#### WHAT TO WORK ON
Without any pictures, print the lines below from the one that has "[tag] one dot per instance, sample [414,39]." through the one that has "Target: corrugated metal wall", exactly and nothing else.

----- EXTRACTED DATA -----

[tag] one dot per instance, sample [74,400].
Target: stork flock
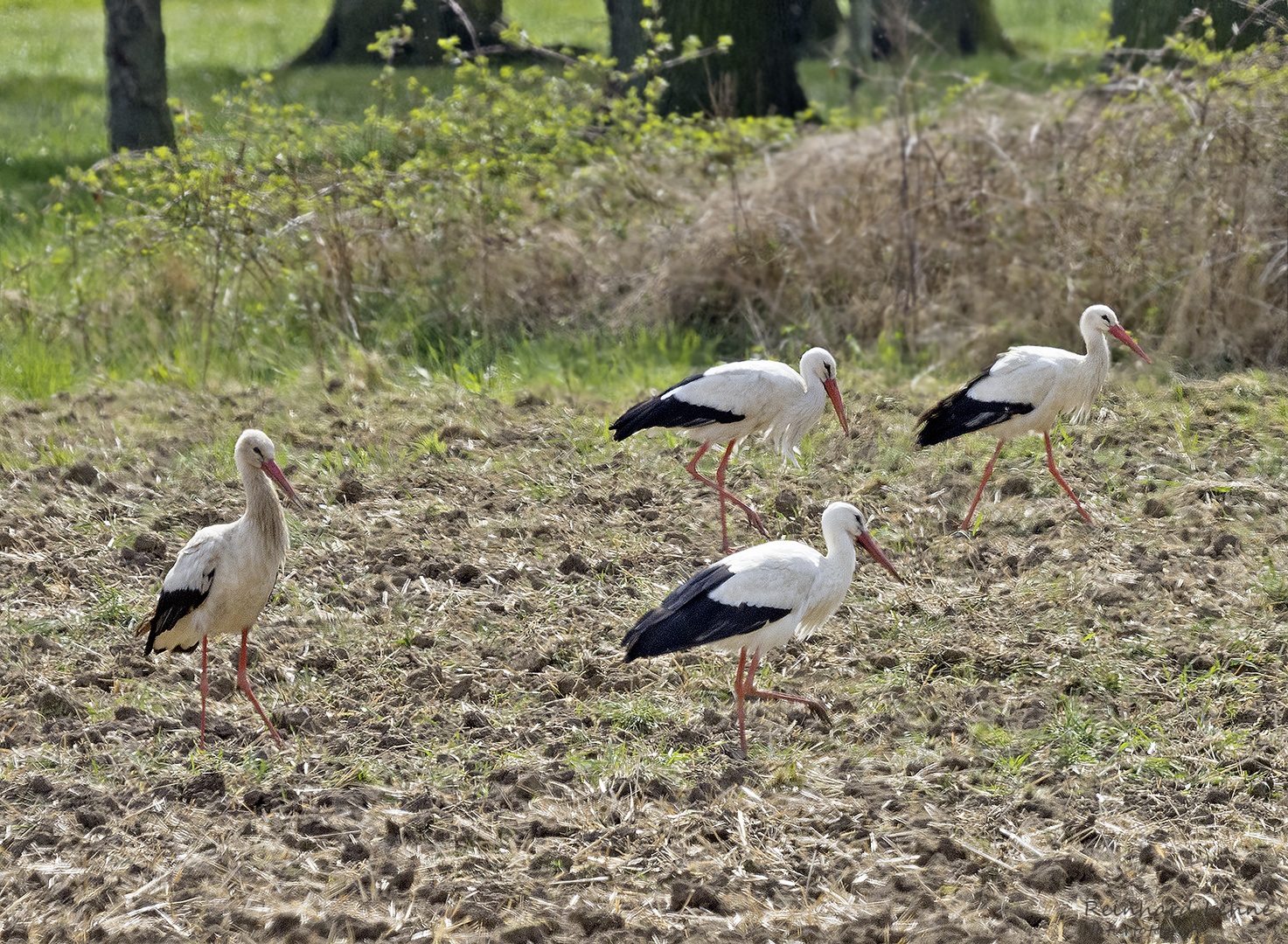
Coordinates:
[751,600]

-----
----- EXTRACTED DATA -----

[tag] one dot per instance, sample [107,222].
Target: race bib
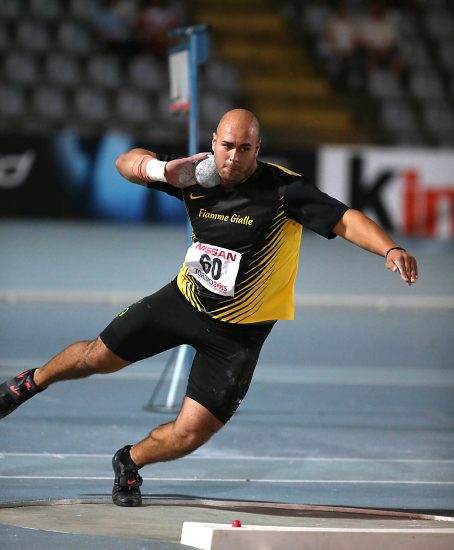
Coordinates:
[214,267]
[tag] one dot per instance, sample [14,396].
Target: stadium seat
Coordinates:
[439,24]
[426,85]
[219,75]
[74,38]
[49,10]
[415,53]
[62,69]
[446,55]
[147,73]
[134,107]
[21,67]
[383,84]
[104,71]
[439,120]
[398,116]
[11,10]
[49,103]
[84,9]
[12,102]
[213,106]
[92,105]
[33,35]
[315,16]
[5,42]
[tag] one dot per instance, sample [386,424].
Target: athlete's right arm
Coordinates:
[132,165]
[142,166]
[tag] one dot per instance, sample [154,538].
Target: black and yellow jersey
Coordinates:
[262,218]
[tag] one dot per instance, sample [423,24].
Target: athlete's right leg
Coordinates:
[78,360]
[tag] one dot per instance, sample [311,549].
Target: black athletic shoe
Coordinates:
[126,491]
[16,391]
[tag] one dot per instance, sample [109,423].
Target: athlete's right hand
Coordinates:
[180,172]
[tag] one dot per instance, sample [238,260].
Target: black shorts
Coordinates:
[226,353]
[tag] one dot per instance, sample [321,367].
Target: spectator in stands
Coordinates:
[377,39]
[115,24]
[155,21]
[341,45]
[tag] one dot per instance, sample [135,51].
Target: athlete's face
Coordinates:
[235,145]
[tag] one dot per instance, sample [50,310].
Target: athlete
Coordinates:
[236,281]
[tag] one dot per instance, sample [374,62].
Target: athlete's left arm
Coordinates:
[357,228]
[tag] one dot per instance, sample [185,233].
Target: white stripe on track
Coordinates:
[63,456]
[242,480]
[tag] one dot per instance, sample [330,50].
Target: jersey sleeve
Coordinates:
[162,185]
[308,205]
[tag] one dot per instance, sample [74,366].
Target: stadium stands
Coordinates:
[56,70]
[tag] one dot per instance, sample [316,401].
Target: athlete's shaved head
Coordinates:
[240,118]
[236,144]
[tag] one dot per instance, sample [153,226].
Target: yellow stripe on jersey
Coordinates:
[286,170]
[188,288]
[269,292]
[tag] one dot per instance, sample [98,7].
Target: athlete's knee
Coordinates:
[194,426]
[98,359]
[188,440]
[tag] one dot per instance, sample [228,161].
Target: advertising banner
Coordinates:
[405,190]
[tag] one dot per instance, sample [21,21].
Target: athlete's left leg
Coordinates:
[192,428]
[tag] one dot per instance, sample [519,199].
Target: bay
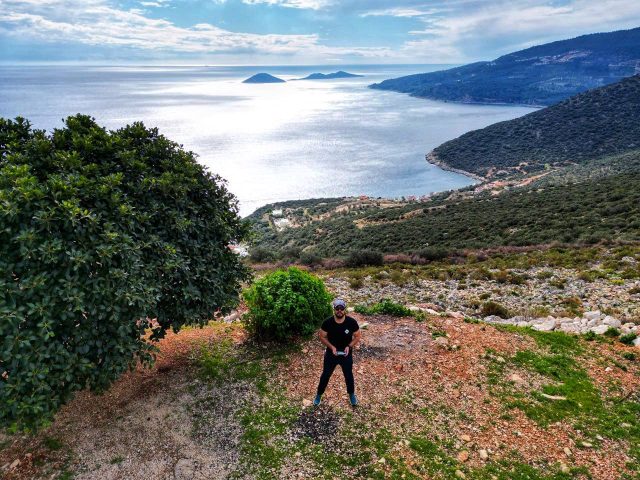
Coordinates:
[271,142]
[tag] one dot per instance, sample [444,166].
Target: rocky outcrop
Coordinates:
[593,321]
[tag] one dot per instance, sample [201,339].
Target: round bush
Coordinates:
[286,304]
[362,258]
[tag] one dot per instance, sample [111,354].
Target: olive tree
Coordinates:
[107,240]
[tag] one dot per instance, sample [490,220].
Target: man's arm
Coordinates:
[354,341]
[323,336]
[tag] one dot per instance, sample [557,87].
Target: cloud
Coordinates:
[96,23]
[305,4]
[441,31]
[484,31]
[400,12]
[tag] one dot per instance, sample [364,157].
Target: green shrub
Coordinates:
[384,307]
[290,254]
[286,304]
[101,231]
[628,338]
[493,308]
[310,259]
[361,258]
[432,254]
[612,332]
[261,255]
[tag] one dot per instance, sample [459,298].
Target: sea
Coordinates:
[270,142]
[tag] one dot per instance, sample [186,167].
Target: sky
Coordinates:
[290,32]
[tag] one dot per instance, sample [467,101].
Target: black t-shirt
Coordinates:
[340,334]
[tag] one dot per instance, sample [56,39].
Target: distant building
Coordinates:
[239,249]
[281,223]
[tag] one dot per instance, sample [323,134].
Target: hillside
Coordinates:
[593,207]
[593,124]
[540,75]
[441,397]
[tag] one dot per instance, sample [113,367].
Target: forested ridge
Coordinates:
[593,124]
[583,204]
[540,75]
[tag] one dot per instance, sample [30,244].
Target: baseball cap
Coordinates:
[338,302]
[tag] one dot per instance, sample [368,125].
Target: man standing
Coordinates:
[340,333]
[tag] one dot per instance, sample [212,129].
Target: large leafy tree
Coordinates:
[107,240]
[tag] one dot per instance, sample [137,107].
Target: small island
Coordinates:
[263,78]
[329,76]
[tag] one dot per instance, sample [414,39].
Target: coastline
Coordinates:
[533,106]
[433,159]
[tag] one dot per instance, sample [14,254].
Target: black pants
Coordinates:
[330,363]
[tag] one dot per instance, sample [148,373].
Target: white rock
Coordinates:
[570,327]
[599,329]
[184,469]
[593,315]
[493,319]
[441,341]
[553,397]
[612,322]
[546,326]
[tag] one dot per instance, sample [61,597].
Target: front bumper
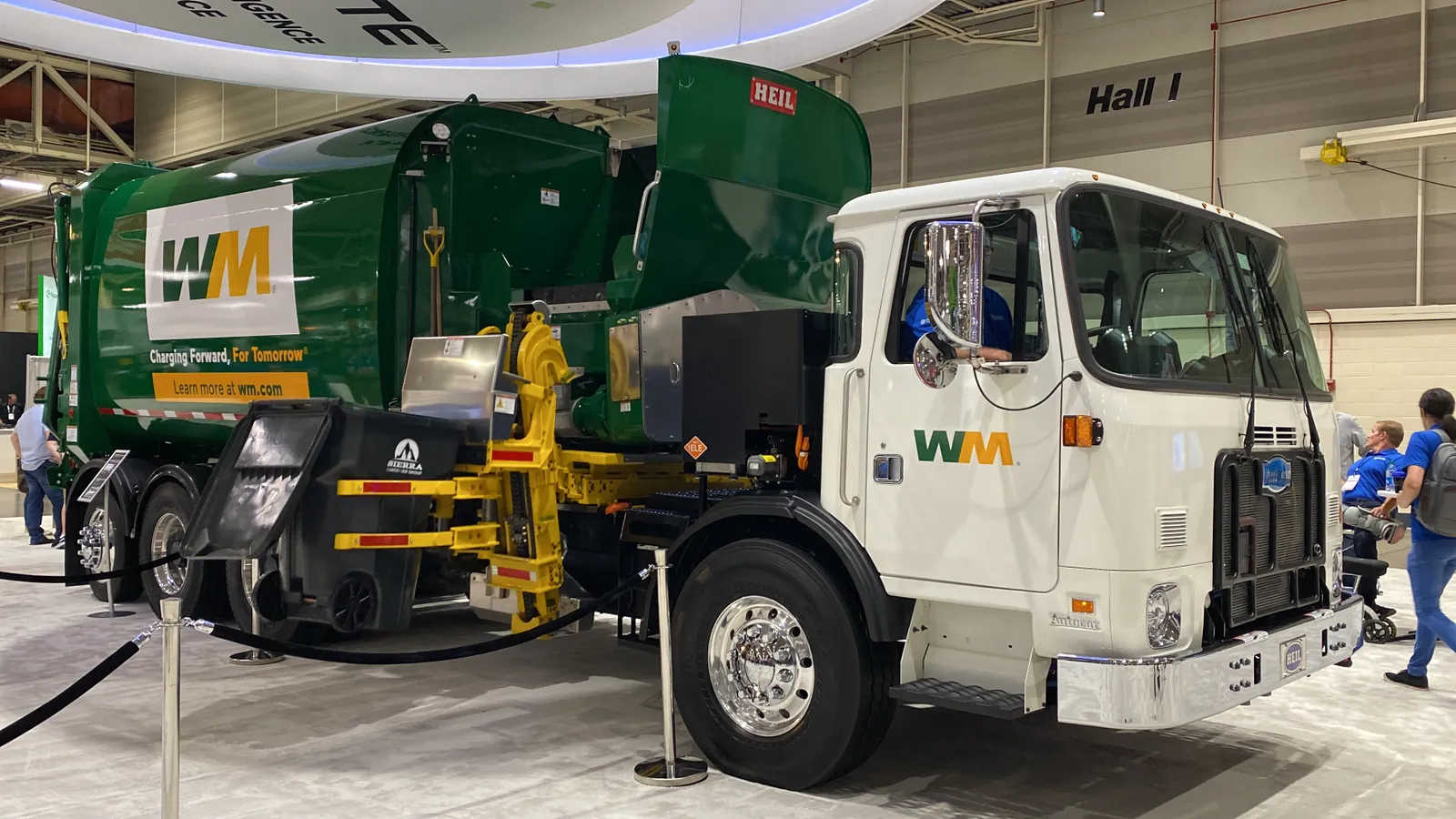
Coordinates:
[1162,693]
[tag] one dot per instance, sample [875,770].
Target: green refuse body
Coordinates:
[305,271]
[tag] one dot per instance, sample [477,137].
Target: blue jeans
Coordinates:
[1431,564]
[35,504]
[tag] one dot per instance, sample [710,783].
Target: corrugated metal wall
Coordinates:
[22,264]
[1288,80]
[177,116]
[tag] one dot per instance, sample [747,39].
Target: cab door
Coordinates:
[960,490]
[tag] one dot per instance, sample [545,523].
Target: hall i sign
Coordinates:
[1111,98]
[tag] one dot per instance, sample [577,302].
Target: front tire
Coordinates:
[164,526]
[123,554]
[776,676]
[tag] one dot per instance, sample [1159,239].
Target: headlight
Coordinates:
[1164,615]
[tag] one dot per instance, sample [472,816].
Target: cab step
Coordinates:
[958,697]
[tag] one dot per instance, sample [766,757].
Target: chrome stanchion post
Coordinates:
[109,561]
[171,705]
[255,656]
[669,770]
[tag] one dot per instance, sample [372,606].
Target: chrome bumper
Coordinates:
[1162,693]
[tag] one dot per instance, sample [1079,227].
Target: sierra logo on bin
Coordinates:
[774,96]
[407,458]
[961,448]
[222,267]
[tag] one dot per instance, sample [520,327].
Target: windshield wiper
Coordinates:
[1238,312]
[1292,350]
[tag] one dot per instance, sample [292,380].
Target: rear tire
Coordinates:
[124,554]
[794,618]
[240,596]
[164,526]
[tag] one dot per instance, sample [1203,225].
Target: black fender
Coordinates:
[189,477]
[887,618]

-----

#### SOLVED PROBLEM
[tag] one dot per instance, sample [414,39].
Target: coastline
Coordinates:
[533,106]
[433,159]
[tag] one dot per instance, sample [14,254].
Target: black pants
Coordinates:
[330,363]
[tag] one dot per instance, sample [148,373].
Target: white rock
Coordinates:
[570,327]
[599,329]
[184,469]
[593,315]
[493,319]
[441,341]
[553,397]
[612,322]
[546,326]
[tag] one dot per instance, sample [61,597].
Target: front bumper
Coordinates:
[1162,693]
[tag] one dot per instance, sample [875,770].
Target: green refuse body
Coordinates:
[305,271]
[tag] one dot per instance, sample [477,137].
Target: blue jeans
Coordinates:
[1431,564]
[35,504]
[tag] one dot per instance, sample [710,783].
Target: corrugated metal wall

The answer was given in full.